*ASSIGNED TASK:*
In the entries that follow, find the word "crystal" and report each line it is on.

- - -

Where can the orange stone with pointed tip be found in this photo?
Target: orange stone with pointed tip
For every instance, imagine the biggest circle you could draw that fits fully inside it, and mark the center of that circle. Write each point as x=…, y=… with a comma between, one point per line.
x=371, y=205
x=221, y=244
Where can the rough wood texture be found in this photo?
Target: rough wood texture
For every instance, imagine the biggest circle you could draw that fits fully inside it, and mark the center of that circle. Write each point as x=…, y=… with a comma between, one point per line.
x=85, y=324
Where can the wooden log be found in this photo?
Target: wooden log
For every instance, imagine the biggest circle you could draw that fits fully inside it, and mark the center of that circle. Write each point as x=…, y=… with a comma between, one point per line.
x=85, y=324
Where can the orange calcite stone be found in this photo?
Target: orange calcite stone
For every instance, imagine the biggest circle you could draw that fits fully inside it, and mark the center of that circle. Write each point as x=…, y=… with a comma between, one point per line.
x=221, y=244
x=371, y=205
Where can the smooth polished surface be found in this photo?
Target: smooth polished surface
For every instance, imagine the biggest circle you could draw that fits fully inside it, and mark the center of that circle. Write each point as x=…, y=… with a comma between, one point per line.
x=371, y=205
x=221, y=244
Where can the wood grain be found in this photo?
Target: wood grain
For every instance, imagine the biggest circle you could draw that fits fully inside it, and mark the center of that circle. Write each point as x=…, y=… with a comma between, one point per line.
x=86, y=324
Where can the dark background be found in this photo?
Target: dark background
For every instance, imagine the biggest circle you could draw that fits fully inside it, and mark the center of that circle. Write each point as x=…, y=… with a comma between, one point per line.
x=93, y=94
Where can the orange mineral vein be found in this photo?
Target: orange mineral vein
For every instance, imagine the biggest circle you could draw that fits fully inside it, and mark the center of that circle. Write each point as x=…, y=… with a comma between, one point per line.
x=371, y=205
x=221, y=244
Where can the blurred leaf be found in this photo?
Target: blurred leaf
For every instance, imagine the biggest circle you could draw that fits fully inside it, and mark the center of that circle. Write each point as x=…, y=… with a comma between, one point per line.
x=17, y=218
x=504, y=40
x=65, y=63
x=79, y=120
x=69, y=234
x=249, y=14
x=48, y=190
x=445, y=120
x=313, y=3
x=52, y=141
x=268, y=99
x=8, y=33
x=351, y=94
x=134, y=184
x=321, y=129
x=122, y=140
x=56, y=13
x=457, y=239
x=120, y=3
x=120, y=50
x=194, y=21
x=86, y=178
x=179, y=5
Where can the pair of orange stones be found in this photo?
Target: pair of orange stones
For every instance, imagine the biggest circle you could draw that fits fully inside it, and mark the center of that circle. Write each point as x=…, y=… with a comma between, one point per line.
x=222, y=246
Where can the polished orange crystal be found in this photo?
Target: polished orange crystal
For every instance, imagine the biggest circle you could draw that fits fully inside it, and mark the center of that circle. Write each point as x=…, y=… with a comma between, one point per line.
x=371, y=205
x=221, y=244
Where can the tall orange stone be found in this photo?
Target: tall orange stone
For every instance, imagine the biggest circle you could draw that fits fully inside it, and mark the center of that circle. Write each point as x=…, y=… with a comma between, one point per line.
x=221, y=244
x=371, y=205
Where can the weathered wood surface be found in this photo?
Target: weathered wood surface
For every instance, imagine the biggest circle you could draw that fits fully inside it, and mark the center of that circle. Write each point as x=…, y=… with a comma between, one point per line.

- - -

*EXERCISE RESULT:*
Where can the polished orange crystal be found in this photo?
Target: polished orange crystal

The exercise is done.